_Provided passage:_

++++++++

|Art work by Dean Lewis|
Fifty years ago, following the death of Edgar Varèse, Pierre Boulez wrote in tribute to the great man:
‘You have the deliberate wildness of the animal that does not go with the herd, the rarity of the diamond in a unique mount … Your legend is deeply rooted in our era; we can scrub the chalk (and water) circle of those magic or ambiguous words “experimental”, “precursor”, “pioneer”…’
These words might equally apply to Boulez himself and, especially, to David Bowie; both are recently deceased titans of contemporary culture about whom I’m currently finding it hard to think without turning my mind to the other – however unlikely that may sound, given their differences. Boulez’ death (5 January) had already prompted reflection on my own musical life, since my first amazement at the sensuous, distilled beauty of Le marteau sans maître as a teenaged guitarist-composer. In those days I was blithely unaware of any musical ‘rules’, and didn’t understand that high modernism and other kinds of high fuck-off-ism represented by, say, punk rock, were not supposed to mix. So I’ve felt a contradictory sadness, too, at both the fact and passing of Boulez’ controversial era: that angry, damaged but brilliant generation of postwar avant-garde composers, who so exquisitely yet tyrannically held ‘new music’ hostage, and of whom Boulez was just about the last representative (happily, Betsy Jolas, for one, is still with us).

++++++++

_Entries drawn from a collection:_
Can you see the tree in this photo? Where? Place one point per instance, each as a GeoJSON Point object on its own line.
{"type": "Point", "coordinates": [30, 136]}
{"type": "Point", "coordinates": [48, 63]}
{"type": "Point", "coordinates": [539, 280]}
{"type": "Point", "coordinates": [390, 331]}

++++++++

_Exercise prompt:_
Transcribe the full passage on Boulez and Bowie word for word, from its opening art credit through the final sentence.

_Output for this task:_
|Art work by Dean Lewis|
Fifty years ago, following the death of Edgar Varèse, Pierre Boulez wrote in tribute to the great man:
‘You have the deliberate wildness of the animal that does not go with the herd, the rarity of the diamond in a unique mount … Your legend is deeply rooted in our era; we can scrub the chalk (and water) circle of those magic or ambiguous words “experimental”, “precursor”, “pioneer”…’
These words might equally apply to Boulez himself and, especially, to David Bowie; both are recently deceased titans of contemporary culture about whom I’m currently finding it hard to think without turning my mind to the other – however unlikely that may sound, given their differences. Boulez’ death (5 January) had already prompted reflection on my own musical life, since my first amazement at the sensuous, distilled beauty of Le marteau sans maître as a teenaged guitarist-composer. In those days I was blithely unaware of any musical ‘rules’, and didn’t understand that high modernism and other kinds of high fuck-off-ism represented by, say, punk rock, were not supposed to mix. So I’ve felt a contradictory sadness, too, at both the fact and passing of Boulez’ controversial era: that angry, damaged but brilliant generation of postwar avant-garde composers, who so exquisitely yet tyrannically held ‘new music’ hostage, and of whom Boulez was just about the last representative (happily, Betsy Jolas, for one, is still with us).